Output each record verbatim, with pictures left out.

[Free-text object descriptions]

◆ ◆ ◆ ◆ ◆ ◆ ◆

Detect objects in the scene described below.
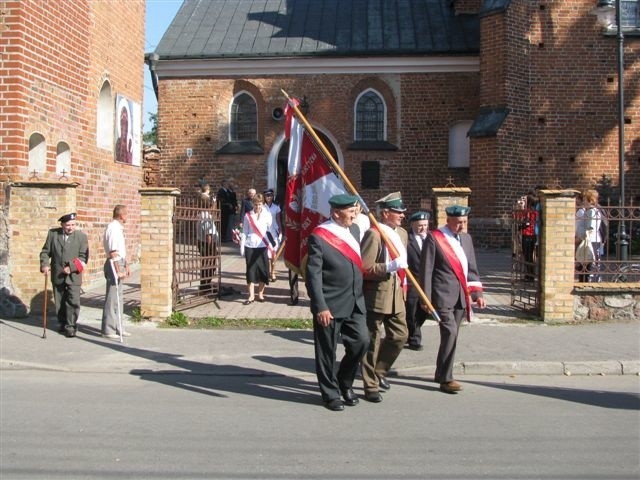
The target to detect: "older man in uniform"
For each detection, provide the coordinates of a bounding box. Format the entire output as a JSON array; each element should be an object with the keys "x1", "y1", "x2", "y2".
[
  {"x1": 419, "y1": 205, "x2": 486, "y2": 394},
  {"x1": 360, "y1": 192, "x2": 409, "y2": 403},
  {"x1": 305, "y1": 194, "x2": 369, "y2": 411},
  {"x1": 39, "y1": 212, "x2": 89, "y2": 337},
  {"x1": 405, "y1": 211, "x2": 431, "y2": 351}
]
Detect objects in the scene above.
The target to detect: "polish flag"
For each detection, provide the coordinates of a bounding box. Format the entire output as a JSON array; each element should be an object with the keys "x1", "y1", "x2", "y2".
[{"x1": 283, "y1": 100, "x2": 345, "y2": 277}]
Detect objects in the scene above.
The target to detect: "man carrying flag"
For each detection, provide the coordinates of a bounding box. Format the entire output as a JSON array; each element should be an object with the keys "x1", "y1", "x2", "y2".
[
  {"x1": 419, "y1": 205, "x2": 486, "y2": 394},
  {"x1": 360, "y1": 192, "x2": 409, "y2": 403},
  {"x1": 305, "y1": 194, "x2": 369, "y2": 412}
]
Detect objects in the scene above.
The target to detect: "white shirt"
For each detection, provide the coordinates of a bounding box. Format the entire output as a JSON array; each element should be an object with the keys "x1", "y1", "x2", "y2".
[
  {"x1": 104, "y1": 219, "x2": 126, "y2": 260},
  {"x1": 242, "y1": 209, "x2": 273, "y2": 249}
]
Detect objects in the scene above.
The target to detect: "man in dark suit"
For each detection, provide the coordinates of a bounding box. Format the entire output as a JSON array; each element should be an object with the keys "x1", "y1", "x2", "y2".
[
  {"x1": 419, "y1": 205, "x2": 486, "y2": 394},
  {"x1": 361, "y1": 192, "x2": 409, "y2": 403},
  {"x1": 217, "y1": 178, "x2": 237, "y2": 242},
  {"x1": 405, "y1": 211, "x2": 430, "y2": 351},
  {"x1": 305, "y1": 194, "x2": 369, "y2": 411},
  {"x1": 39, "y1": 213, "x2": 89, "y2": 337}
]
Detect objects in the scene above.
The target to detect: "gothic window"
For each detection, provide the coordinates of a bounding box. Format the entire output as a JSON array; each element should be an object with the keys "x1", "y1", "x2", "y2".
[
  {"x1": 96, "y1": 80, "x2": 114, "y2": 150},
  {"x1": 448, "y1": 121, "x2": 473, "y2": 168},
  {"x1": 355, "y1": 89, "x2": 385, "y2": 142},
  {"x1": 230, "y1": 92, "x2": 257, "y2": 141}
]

◆ ◆ ◆ ◆ ◆ ◆ ◆

• **Answer section**:
Detect objects in the scene described below.
The target to detect: "older man in uniform"
For each detection, provide the coordinates of a bounding box. Format the entire output as a JSON array; each element should be an object with the keys "x1", "y1", "x2", "y2".
[
  {"x1": 419, "y1": 205, "x2": 486, "y2": 394},
  {"x1": 360, "y1": 192, "x2": 409, "y2": 403},
  {"x1": 305, "y1": 194, "x2": 369, "y2": 411},
  {"x1": 39, "y1": 212, "x2": 89, "y2": 337},
  {"x1": 405, "y1": 211, "x2": 431, "y2": 351}
]
Detect objects in the scene above.
The target to detect: "polish flag"
For each detection, provide the coordinates of a bounding box. Format the entire output as a JSON array; each element should be an object with the keys "x1", "y1", "x2", "y2".
[{"x1": 283, "y1": 100, "x2": 345, "y2": 277}]
Detect objects in the scene above.
The target to detect: "man carrying flag"
For each detection, provide the coordinates of a bounding box. Format the entire output as a JSON array; each element should be an object with the keys "x1", "y1", "x2", "y2".
[
  {"x1": 419, "y1": 205, "x2": 486, "y2": 394},
  {"x1": 360, "y1": 192, "x2": 409, "y2": 403},
  {"x1": 305, "y1": 194, "x2": 369, "y2": 412}
]
Detect objects in the scene above.
The target to detect: "white shirt"
For each detection, provide the coordinates of a bounding box. Format the entire output as a JSON array; each element should be an object with the keys "x1", "y1", "x2", "y2".
[
  {"x1": 104, "y1": 219, "x2": 126, "y2": 260},
  {"x1": 242, "y1": 209, "x2": 273, "y2": 249}
]
Detect objects in the scene above.
The target to detect: "man in dark suit"
For each detection, provide the coordinates of a bounding box. Format the entire output as a JSON array; each element should be an object with the keys "x1", "y1", "x2", "y2".
[
  {"x1": 419, "y1": 205, "x2": 486, "y2": 394},
  {"x1": 361, "y1": 192, "x2": 409, "y2": 403},
  {"x1": 217, "y1": 178, "x2": 237, "y2": 242},
  {"x1": 405, "y1": 211, "x2": 430, "y2": 351},
  {"x1": 305, "y1": 194, "x2": 369, "y2": 411},
  {"x1": 39, "y1": 213, "x2": 89, "y2": 337}
]
Detect objects in the scene above.
The target to detect: "gothic window"
For each detection, provide the coordinates of a bounding box. Format the entire output as a JSON array; each element should be an object with the keys "x1", "y1", "x2", "y2".
[
  {"x1": 96, "y1": 80, "x2": 114, "y2": 150},
  {"x1": 448, "y1": 121, "x2": 473, "y2": 168},
  {"x1": 355, "y1": 89, "x2": 385, "y2": 142},
  {"x1": 230, "y1": 92, "x2": 257, "y2": 141}
]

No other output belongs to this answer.